RECORDS SHOWN:
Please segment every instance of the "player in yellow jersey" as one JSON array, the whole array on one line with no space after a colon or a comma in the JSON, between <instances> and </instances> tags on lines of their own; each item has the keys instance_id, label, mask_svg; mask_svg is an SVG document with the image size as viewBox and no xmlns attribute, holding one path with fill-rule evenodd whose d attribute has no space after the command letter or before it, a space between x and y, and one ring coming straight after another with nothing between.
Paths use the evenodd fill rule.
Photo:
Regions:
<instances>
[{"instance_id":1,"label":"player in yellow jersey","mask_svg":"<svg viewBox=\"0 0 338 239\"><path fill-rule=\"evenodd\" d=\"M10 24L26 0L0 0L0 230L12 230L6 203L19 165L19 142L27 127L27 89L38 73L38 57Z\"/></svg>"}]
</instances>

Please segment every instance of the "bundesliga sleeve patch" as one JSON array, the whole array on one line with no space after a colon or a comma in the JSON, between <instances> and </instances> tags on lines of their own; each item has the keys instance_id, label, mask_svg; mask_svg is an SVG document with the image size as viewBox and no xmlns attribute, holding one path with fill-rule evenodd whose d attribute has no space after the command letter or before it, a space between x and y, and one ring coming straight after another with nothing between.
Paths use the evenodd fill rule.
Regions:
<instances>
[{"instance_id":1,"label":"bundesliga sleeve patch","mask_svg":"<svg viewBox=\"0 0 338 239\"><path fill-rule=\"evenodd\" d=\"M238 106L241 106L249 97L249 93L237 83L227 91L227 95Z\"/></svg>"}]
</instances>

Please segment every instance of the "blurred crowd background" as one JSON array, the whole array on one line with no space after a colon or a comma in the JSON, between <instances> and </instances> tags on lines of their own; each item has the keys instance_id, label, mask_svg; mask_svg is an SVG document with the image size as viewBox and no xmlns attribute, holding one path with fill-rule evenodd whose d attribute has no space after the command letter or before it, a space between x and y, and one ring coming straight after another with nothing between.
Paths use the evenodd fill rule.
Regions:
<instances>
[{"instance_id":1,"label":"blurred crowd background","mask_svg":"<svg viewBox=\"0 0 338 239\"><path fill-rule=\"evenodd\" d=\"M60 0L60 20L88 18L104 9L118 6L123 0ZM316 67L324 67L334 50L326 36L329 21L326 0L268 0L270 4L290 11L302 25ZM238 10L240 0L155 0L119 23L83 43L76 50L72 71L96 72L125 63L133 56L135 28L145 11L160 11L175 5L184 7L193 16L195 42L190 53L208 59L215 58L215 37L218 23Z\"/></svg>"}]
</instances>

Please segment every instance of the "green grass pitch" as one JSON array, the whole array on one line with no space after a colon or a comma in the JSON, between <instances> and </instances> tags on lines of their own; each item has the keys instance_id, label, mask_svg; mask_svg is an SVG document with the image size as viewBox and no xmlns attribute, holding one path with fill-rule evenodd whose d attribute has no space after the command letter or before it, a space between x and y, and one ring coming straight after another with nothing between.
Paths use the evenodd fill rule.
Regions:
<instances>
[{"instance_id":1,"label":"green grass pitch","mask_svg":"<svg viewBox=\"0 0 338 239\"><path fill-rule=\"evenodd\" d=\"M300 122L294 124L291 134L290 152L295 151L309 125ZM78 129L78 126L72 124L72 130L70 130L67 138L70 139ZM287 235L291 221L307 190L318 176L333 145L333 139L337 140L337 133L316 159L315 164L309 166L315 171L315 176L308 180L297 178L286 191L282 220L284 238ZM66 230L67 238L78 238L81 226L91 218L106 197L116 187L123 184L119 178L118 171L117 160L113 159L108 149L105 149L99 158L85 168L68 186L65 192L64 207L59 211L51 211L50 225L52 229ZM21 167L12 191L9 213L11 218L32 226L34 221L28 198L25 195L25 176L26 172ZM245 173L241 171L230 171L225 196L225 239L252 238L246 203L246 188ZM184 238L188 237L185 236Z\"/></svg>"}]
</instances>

GIVEN EXERCISE: Count the lines above that contain the string "jersey", where case matters, and reply with only that number.

TASK RESULT: 2